**Aim of the task:**
List each line of the records below that contains the word "tree", copying every such line in full.

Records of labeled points
---

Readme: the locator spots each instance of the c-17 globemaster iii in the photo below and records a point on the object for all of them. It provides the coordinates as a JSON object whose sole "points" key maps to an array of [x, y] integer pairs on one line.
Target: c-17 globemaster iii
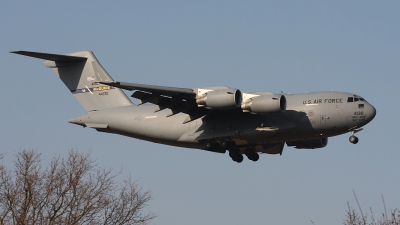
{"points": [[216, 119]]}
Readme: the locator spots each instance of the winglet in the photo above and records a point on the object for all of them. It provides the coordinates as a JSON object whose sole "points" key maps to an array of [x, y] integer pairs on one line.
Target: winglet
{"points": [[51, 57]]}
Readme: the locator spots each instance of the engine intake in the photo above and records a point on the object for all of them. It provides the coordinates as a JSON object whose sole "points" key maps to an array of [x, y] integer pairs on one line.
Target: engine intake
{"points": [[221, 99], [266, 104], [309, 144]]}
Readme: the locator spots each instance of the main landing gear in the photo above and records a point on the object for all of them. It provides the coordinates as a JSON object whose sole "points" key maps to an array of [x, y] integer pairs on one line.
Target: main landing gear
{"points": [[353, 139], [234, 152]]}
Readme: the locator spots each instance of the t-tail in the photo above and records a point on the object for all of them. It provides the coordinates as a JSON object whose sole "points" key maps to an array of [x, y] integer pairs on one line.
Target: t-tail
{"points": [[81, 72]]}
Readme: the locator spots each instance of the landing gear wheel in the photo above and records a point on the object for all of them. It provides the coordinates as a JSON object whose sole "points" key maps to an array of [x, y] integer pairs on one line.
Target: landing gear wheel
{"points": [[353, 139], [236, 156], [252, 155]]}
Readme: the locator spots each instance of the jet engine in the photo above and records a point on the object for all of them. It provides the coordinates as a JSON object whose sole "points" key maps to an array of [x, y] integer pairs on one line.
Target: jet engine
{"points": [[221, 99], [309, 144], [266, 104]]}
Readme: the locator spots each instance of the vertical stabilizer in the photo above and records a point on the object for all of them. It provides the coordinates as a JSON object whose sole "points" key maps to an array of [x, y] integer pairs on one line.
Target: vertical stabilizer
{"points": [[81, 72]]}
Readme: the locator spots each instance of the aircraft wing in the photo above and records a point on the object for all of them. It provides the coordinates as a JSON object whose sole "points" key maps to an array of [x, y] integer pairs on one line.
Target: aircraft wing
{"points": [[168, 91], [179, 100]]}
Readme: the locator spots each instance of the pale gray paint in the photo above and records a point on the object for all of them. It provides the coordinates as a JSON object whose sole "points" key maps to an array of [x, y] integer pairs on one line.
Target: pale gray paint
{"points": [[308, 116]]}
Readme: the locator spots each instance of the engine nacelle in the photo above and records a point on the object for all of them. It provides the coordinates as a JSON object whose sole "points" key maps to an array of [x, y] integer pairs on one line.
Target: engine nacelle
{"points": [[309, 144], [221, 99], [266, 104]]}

---

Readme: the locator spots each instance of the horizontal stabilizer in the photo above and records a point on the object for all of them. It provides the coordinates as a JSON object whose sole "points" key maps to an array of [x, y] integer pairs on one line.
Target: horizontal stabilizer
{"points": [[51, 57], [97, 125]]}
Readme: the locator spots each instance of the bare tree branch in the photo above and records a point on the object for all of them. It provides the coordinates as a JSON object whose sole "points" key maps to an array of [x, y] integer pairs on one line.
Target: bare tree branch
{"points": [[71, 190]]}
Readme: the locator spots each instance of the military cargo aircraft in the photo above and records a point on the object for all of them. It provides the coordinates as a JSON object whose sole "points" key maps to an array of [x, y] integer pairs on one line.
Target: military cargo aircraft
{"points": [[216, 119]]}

---

**Final result:**
Readme: the locator spots each instance of the bare tree branch in the photo above and records a point on the object for all of them. It provides the coordinates as a JSON object whose sole "points" key maps to an array of [x, y] integer pairs on one line.
Target: bare tree branch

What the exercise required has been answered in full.